徳谷エッグフォワードは、いまだない価値を創り続けるために存在しています。ただし、自分たちだけで完結するのではない。「起点を創り、波及していく」と私は表現しています。そういう価値・機会が連鎖していく。
この考えに基づいて、さまざまな事業を愚直に推進していった先で、唯一無二の存在としてのエッグフォワードを創り上げていくというのが、私たちのやるべきことです。
多くのスタートアップで、「ミッションに向かう」などということはもはや当たり前と捉えられている。むしろ、ミッションやビジョンを掲げていないことのほうが圧倒的に珍しいかもしれない。そしてその多くが抽象的で壮大な言葉を据えている。そう、エッグフォワードと同様に。
だが、エッグフォワードほどに、多彩な手を繰り出し続けられる企業がいるだろうか?コンサルティング、BtoBプロダクト、BtoCプラットフォーム、スタートアップ投資……。日本ではほとんどいないだろう。
そんな徳谷氏が参考とする存在の一つが、例えばGoogleだ。世界の構造、さらに言えば人の意思決定を大きく変えたという点を強調し、語り出す。
徳谷「インターネット検索」という点だけ見れば後発ですが、にもかかわらずその機能をシンプルに突き詰めた結果、人間の生活のあらゆる意思決定の際に頼られる存在にすらなっています。つまり「検索」は表面的な価値であり、「意思決定の手助けをする」が本質的な価値といえるでしょうか。
________
実施課題 –
エッグフォワードについての文章のうち、「徳谷エッグフォワードは、いま」で始まり「という点を強調し、語り出す。」で終わる部分を一字一句そのまま書き写してください。 このリストは今回の作業にはまったく関係しません。

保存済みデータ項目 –
________
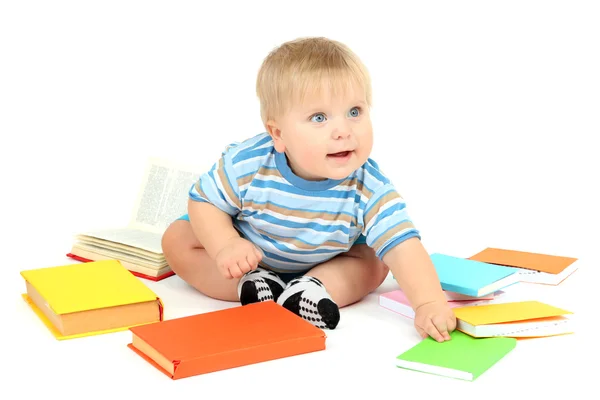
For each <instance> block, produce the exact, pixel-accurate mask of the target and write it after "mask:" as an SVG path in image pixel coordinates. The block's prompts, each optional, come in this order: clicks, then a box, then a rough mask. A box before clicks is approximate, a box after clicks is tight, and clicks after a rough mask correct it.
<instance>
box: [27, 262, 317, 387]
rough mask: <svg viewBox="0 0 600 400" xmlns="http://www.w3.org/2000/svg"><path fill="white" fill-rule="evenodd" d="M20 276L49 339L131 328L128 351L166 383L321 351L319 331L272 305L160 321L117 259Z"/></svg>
mask: <svg viewBox="0 0 600 400" xmlns="http://www.w3.org/2000/svg"><path fill="white" fill-rule="evenodd" d="M21 275H22V277H23V278H24V279H25V286H26V289H27V292H26V293H24V294H23V298H24V299H25V301H26V302H27V303H28V304H29V305H30V306H31V308H32V309H33V311H34V312H35V314H36V315H37V316H38V317H39V318H40V319H41V320H42V322H43V323H44V324H45V325H46V327H47V328H48V329H49V330H50V332H51V333H52V334H53V335H54V337H56V338H57V339H59V340H64V339H74V338H80V337H84V336H90V335H99V334H105V333H110V332H116V331H123V330H130V331H131V333H132V341H131V343H129V344H127V346H128V347H129V348H130V349H131V350H133V351H134V352H135V353H136V354H138V355H140V357H141V358H142V359H143V360H146V361H147V362H148V363H149V364H151V365H152V366H154V367H156V368H157V369H158V370H159V371H161V372H163V373H164V374H166V375H167V376H169V377H170V378H171V379H181V378H186V377H190V376H194V375H199V374H205V373H209V372H214V371H219V370H223V369H229V368H234V367H240V366H243V365H249V364H254V363H259V362H265V361H269V360H274V359H277V358H283V357H291V356H296V355H301V354H305V353H310V352H315V351H320V350H324V349H325V339H326V335H325V333H324V331H323V330H321V329H319V328H316V327H315V326H314V325H312V324H311V323H309V322H308V321H306V320H304V319H303V318H301V317H299V316H297V315H296V314H294V313H292V312H291V311H289V310H287V309H285V308H284V307H282V306H280V305H279V304H277V303H275V302H273V301H266V302H262V303H254V304H250V305H246V306H243V307H242V306H238V307H233V308H229V309H224V310H219V311H214V312H208V313H203V314H197V315H189V316H186V317H182V318H177V319H171V320H164V319H163V303H162V301H161V299H159V298H158V296H157V295H156V294H155V293H154V292H153V291H152V290H150V289H149V288H148V287H147V286H146V285H145V284H144V283H143V282H142V281H141V280H139V279H138V278H136V277H135V276H134V275H133V274H132V273H131V271H129V270H128V269H127V268H125V267H124V266H123V265H122V264H121V263H120V262H119V261H116V260H104V261H95V262H87V263H78V264H70V265H63V266H56V267H48V268H40V269H33V270H27V271H22V272H21ZM240 332H243V334H240Z"/></svg>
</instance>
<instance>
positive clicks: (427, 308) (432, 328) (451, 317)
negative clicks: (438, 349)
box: [415, 301, 456, 342]
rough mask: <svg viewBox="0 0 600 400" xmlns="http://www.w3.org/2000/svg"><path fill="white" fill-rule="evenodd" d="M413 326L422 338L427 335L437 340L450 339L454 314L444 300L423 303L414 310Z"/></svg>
mask: <svg viewBox="0 0 600 400" xmlns="http://www.w3.org/2000/svg"><path fill="white" fill-rule="evenodd" d="M415 328H416V329H417V332H419V335H421V337H422V338H423V339H425V338H426V337H427V336H428V335H429V336H431V337H432V338H433V339H435V340H437V341H438V342H443V341H444V340H450V332H452V331H453V330H454V329H455V328H456V316H455V315H454V312H453V311H452V309H451V308H450V307H449V306H448V303H446V302H445V301H432V302H430V303H425V304H423V305H421V306H419V307H418V308H417V309H416V310H415Z"/></svg>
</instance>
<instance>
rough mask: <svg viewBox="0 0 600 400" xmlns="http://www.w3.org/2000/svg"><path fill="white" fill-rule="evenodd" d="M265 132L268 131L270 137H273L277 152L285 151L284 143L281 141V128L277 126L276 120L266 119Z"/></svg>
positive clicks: (273, 141) (275, 149)
mask: <svg viewBox="0 0 600 400" xmlns="http://www.w3.org/2000/svg"><path fill="white" fill-rule="evenodd" d="M267 132H269V135H271V138H272V139H273V144H274V147H275V150H277V151H278V152H279V153H283V152H284V151H285V144H284V143H283V138H282V137H281V129H280V128H279V125H278V124H277V122H275V121H273V120H269V121H267Z"/></svg>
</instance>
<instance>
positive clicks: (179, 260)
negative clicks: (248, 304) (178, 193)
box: [162, 220, 285, 305]
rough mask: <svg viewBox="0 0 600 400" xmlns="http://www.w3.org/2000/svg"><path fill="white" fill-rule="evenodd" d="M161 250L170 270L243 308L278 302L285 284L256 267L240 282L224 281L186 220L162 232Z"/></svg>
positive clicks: (224, 279)
mask: <svg viewBox="0 0 600 400" xmlns="http://www.w3.org/2000/svg"><path fill="white" fill-rule="evenodd" d="M162 248H163V252H164V254H165V258H166V259H167V263H168V264H169V266H170V267H171V269H172V270H173V271H174V272H175V273H176V274H177V275H178V276H179V277H180V278H181V279H183V280H184V281H186V282H187V283H188V284H190V285H191V286H193V287H194V288H196V289H197V290H198V291H200V292H201V293H203V294H205V295H207V296H209V297H213V298H215V299H219V300H226V301H240V302H241V303H242V305H245V304H249V303H255V302H259V301H265V300H275V301H276V300H277V298H278V297H279V295H280V294H281V292H282V291H283V288H284V286H285V283H284V282H283V281H282V280H281V279H279V277H278V276H277V275H275V274H274V273H273V272H270V271H267V270H264V269H262V268H260V267H259V268H257V269H256V270H254V271H250V272H249V273H247V274H246V275H244V276H243V277H242V278H241V279H239V278H238V279H227V278H225V277H224V276H223V275H221V273H220V272H219V270H218V269H217V266H216V264H215V262H214V261H213V260H212V259H211V258H210V257H209V255H208V253H207V252H206V250H204V248H203V247H202V244H201V243H200V242H199V241H198V239H196V236H195V235H194V233H193V231H192V226H191V225H190V222H189V221H187V220H176V221H174V222H173V223H172V224H171V225H170V226H169V227H168V228H167V230H166V231H165V233H164V235H163V238H162Z"/></svg>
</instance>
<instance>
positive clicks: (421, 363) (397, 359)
mask: <svg viewBox="0 0 600 400" xmlns="http://www.w3.org/2000/svg"><path fill="white" fill-rule="evenodd" d="M516 344H517V340H516V339H514V338H503V337H502V338H485V339H476V338H473V337H471V336H469V335H466V334H464V333H462V332H460V331H456V330H455V331H453V332H451V334H450V340H448V341H445V342H437V341H435V340H434V339H432V338H430V337H427V338H425V339H423V340H422V341H421V342H419V343H418V344H417V345H415V346H414V347H412V348H410V349H408V350H407V351H405V352H404V353H402V354H400V355H399V356H398V357H396V366H397V367H400V368H406V369H411V370H415V371H420V372H426V373H430V374H435V375H440V376H446V377H450V378H455V379H463V380H467V381H474V380H475V379H477V378H478V377H480V376H481V375H482V374H483V373H484V372H486V371H487V370H489V369H490V368H491V367H492V366H494V365H495V364H497V363H498V362H499V361H500V360H501V359H502V358H504V357H505V356H506V355H507V354H508V353H510V352H511V351H512V350H513V349H514V348H515V347H516Z"/></svg>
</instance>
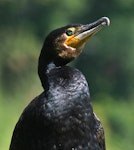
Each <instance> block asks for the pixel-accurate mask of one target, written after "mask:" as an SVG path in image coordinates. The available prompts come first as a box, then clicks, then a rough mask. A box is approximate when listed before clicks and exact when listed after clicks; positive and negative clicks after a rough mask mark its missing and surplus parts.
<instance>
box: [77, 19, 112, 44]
mask: <svg viewBox="0 0 134 150" xmlns="http://www.w3.org/2000/svg"><path fill="white" fill-rule="evenodd" d="M109 25H110V20H109V18H107V17H102V18H100V19H99V20H97V21H95V22H93V23H91V24H87V25H83V26H82V27H81V30H80V31H79V32H78V33H77V34H76V36H75V38H78V39H79V40H80V41H82V40H84V41H85V42H86V41H87V40H88V39H89V38H90V37H91V36H92V35H94V34H95V33H97V32H98V31H100V30H101V29H102V28H103V27H104V26H109Z"/></svg>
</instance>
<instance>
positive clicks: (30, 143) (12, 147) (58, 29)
mask: <svg viewBox="0 0 134 150" xmlns="http://www.w3.org/2000/svg"><path fill="white" fill-rule="evenodd" d="M109 24H110V22H109V19H108V18H107V17H102V18H101V19H99V20H97V21H96V22H93V23H91V24H87V25H81V24H72V25H67V26H65V27H62V28H59V29H56V30H54V31H52V32H51V33H50V34H49V35H48V36H47V38H46V40H45V42H44V45H43V47H42V50H41V54H40V57H39V65H38V74H39V77H40V80H41V83H42V86H43V88H44V92H43V93H42V94H40V95H39V96H38V97H36V98H35V99H34V100H33V101H32V102H31V103H30V104H29V105H28V106H27V107H26V108H25V110H24V111H23V113H22V115H21V117H20V119H19V121H18V123H17V124H16V127H15V129H14V132H13V136H12V140H11V144H10V150H105V138H104V130H103V127H102V125H101V123H100V121H99V119H98V118H97V117H96V115H95V114H94V113H93V109H92V105H91V102H90V93H89V88H88V84H87V81H86V79H85V77H84V75H83V74H82V73H81V72H80V71H79V70H77V69H75V68H72V67H69V66H66V64H67V63H69V62H70V61H72V60H74V59H75V58H76V57H77V56H78V55H79V54H80V53H81V51H82V49H83V47H84V45H85V43H86V42H87V41H88V40H89V39H90V38H91V36H92V35H94V34H95V33H96V32H98V31H99V30H100V29H102V27H104V26H106V25H109Z"/></svg>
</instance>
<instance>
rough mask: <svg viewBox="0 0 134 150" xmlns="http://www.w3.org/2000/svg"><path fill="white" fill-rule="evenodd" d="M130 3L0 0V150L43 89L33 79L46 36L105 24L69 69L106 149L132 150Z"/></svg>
mask: <svg viewBox="0 0 134 150" xmlns="http://www.w3.org/2000/svg"><path fill="white" fill-rule="evenodd" d="M133 6H134V1H133V0H127V1H126V0H118V1H116V0H111V1H107V0H103V1H99V0H81V1H80V0H33V1H32V0H19V1H18V0H0V149H1V150H6V149H8V148H9V144H10V140H11V136H12V132H13V129H14V126H15V124H16V122H17V120H18V118H19V116H20V114H21V112H22V111H23V109H24V108H25V107H26V105H27V104H28V103H29V102H30V101H31V100H32V99H33V98H34V97H35V96H37V95H39V94H40V93H41V92H42V91H43V89H42V87H41V84H40V81H39V78H38V75H37V63H38V56H39V53H40V49H41V47H42V44H43V41H44V39H45V37H46V35H47V34H48V33H49V32H50V31H51V30H53V29H55V28H58V27H61V26H64V25H66V24H70V23H83V24H86V23H90V22H92V21H95V20H96V19H98V18H100V17H102V16H107V17H109V18H110V20H111V25H110V27H106V28H105V29H103V30H102V31H101V32H99V33H98V34H97V35H95V36H94V37H93V38H92V39H91V40H90V41H89V43H88V44H87V45H86V47H85V49H84V51H83V53H82V54H81V56H80V57H79V58H78V59H77V60H75V61H74V62H73V63H72V64H71V65H72V66H75V67H77V68H78V69H79V70H81V71H82V72H83V74H84V75H85V76H86V78H87V80H88V83H89V87H90V92H91V97H92V103H93V107H94V111H95V112H96V114H97V116H98V117H99V118H100V120H101V122H102V124H103V126H104V128H105V136H106V145H107V150H123V149H125V150H133V149H134V101H133V99H134V7H133Z"/></svg>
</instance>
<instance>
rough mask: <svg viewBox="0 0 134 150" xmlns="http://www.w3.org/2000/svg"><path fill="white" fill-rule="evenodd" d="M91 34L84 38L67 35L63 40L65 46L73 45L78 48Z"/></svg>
mask: <svg viewBox="0 0 134 150" xmlns="http://www.w3.org/2000/svg"><path fill="white" fill-rule="evenodd" d="M91 36H92V35H89V36H87V37H86V38H84V39H82V40H80V39H79V38H77V37H75V36H74V35H72V36H69V37H68V38H67V39H66V40H65V44H66V45H67V46H70V47H73V48H76V49H77V48H79V47H81V46H82V45H83V44H85V43H86V42H87V41H88V40H89V39H90V37H91Z"/></svg>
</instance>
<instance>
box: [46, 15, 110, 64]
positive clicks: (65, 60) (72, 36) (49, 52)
mask: <svg viewBox="0 0 134 150" xmlns="http://www.w3.org/2000/svg"><path fill="white" fill-rule="evenodd" d="M109 24H110V20H109V19H108V18H107V17H102V18H100V19H99V20H97V21H95V22H93V23H90V24H86V25H82V24H72V25H67V26H65V27H62V28H58V29H56V30H54V31H52V32H51V33H50V34H49V35H48V36H47V38H46V40H45V43H44V46H43V47H44V48H45V47H46V49H47V50H46V51H48V52H47V54H46V55H47V56H48V55H50V54H51V57H52V56H53V59H54V60H55V62H57V63H58V65H62V63H60V62H64V63H63V65H64V64H66V63H68V62H70V61H71V60H73V59H75V58H76V57H77V56H78V55H79V54H80V53H81V52H82V49H83V47H84V45H85V44H86V43H87V41H88V40H90V38H91V37H92V36H93V35H94V34H95V33H97V32H98V31H100V30H101V29H102V28H103V27H104V26H109ZM59 60H60V61H59Z"/></svg>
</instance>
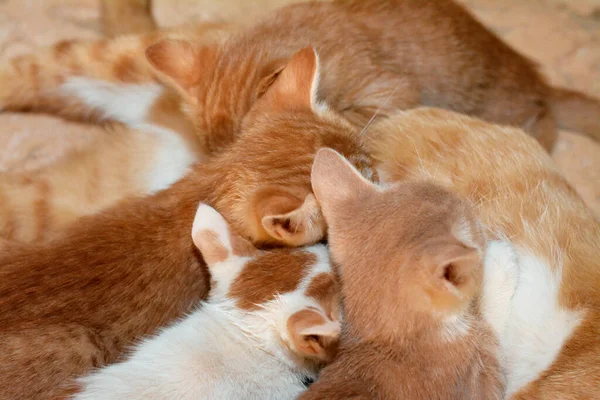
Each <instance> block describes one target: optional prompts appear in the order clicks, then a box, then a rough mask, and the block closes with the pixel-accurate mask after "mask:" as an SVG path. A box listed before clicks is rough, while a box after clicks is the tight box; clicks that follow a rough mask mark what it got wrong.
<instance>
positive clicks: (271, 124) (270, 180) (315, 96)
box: [0, 49, 373, 246]
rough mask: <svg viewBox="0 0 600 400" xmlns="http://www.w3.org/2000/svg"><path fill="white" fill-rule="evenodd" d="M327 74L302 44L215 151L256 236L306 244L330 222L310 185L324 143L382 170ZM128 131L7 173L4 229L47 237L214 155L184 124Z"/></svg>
mask: <svg viewBox="0 0 600 400" xmlns="http://www.w3.org/2000/svg"><path fill="white" fill-rule="evenodd" d="M318 81H319V74H318V64H317V58H316V55H315V53H314V51H313V50H311V49H306V50H305V51H303V52H300V53H298V54H297V55H296V56H295V57H293V58H292V59H291V60H290V61H289V63H288V64H287V66H286V67H285V68H284V69H283V70H282V71H281V72H280V74H279V76H278V79H277V80H276V81H275V82H274V83H272V84H271V86H270V87H269V88H268V90H267V91H266V93H265V94H264V95H263V96H262V97H261V99H260V100H259V101H257V103H256V105H255V107H253V109H252V111H251V112H250V113H248V115H247V117H246V118H245V120H244V126H243V133H240V134H239V135H238V136H239V137H238V141H237V142H234V144H233V145H232V146H231V147H232V149H231V152H225V153H227V154H220V155H216V156H215V157H216V159H217V160H219V161H216V164H217V165H223V166H225V167H224V169H223V171H221V172H222V173H223V174H224V176H226V177H227V178H226V180H225V181H224V182H223V183H222V186H223V190H226V191H227V193H228V194H227V196H225V195H223V197H221V201H223V204H225V203H227V204H228V205H227V206H226V207H227V208H228V209H229V210H231V214H230V215H228V218H232V223H234V224H235V225H234V226H235V227H236V229H238V230H239V231H240V232H247V235H248V236H249V237H251V238H252V239H253V240H254V241H256V242H260V243H263V244H279V243H283V244H287V245H292V246H299V245H303V244H310V243H315V242H318V241H319V240H320V239H321V238H323V236H324V234H325V231H324V223H323V221H322V219H321V217H320V212H319V208H318V205H317V204H316V202H315V200H314V197H313V196H312V195H311V188H310V166H311V162H312V157H313V155H314V154H315V152H316V150H317V149H318V148H319V147H323V146H328V147H334V148H336V149H337V150H339V151H340V152H342V153H343V154H345V155H346V156H347V157H349V158H350V159H351V160H353V162H354V163H355V164H356V165H357V166H358V167H359V168H360V169H361V171H363V173H365V175H366V176H369V177H372V176H373V172H372V170H371V169H370V167H369V162H370V161H369V158H368V157H367V155H366V153H365V152H364V151H363V150H362V148H361V143H360V137H359V135H358V132H357V130H356V128H355V127H354V126H353V125H351V124H350V123H349V122H347V121H346V120H345V119H344V118H343V117H341V116H339V115H337V114H336V113H334V112H332V111H331V110H329V109H328V108H327V107H325V106H324V105H323V104H321V103H320V102H319V101H318V100H317V98H316V95H315V92H316V88H317V85H318ZM119 132H120V133H121V135H122V137H118V136H117V137H116V138H115V137H107V138H105V139H103V142H102V145H100V146H97V147H96V148H94V149H92V150H89V151H88V152H86V153H85V154H78V155H75V156H72V157H70V158H68V159H67V160H64V161H62V162H61V163H60V164H58V165H55V166H52V167H50V168H48V169H47V170H44V171H42V172H37V173H35V174H30V175H29V176H24V177H13V176H10V175H8V176H5V177H3V176H0V195H2V196H3V197H4V198H5V199H6V201H5V203H4V204H5V205H6V207H5V208H4V209H3V210H2V212H1V213H0V232H2V233H3V235H4V237H5V238H10V239H16V240H21V241H33V240H42V239H45V238H47V237H50V236H52V235H54V234H55V233H56V232H57V231H58V230H59V229H60V228H63V227H65V226H67V225H68V224H69V223H71V222H72V221H74V220H75V219H76V218H77V217H80V216H83V215H88V214H92V213H96V212H99V211H101V210H102V209H104V208H106V207H108V206H110V205H112V204H114V203H116V202H118V201H119V200H121V199H123V198H125V197H128V196H144V195H149V194H152V193H154V192H156V191H158V190H160V189H164V188H166V187H169V186H170V185H171V184H172V183H173V182H175V181H177V180H178V179H180V178H181V177H182V176H183V175H184V174H185V173H186V171H188V169H189V166H190V165H191V164H192V163H193V162H194V161H196V160H198V159H201V158H205V159H206V160H205V161H206V162H207V163H214V162H215V161H214V160H215V158H214V157H213V158H206V157H203V152H202V149H201V148H198V147H197V146H196V147H193V143H192V144H190V142H189V141H187V139H186V137H185V136H182V135H180V134H179V132H178V131H177V130H176V129H173V130H169V129H166V128H162V127H160V126H158V125H156V124H153V123H149V124H143V125H142V126H139V128H138V129H137V130H135V131H128V130H127V129H126V128H123V127H121V128H118V130H117V132H115V134H118V133H119ZM238 142H239V143H238ZM133 148H135V150H136V151H135V152H134V153H133V154H131V152H132V151H133ZM105 164H106V165H105ZM230 166H233V167H230ZM23 194H25V195H23ZM15 196H16V197H15ZM17 198H18V199H19V202H17V201H16V200H17ZM32 210H33V211H34V212H32ZM37 210H40V212H37ZM242 224H243V226H241V225H242Z"/></svg>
________
演習結果 –
徳谷エッグフォワードは、いまだない価値を創り続けるために存在しています。ただし、自分たちだけで完結するのではない。「起点を創り、波及していく」と私は表現しています。そういう価値・機会が連鎖していく。
この考えに基づいて、さまざまな事業を愚直に推進していった先で、唯一無二の存在としてのエッグフォワードを創り上げていくというのが、私たちのやるべきことです。
多くのスタートアップで、「ミッションに向かう」などということはもはや当たり前と捉えられている。むしろ、ミッションやビジョンを掲げていないことのほうが圧倒的に珍しいかもしれない。そしてその多くが抽象的で壮大な言葉を据えている。そう、エッグフォワードと同様に。
だが、エッグフォワードほどに、多彩な手を繰り出し続けられる企業がいるだろうか?コンサルティング、BtoBプロダクト、BtoCプラットフォーム、スタートアップ投資……。日本ではほとんどいないだろう。
そんな徳谷氏が参考とする存在の一つが、例えばGoogleだ。世界の構造、さらに言えば人の意思決定を大きく変えたという点を強調し、語り出す。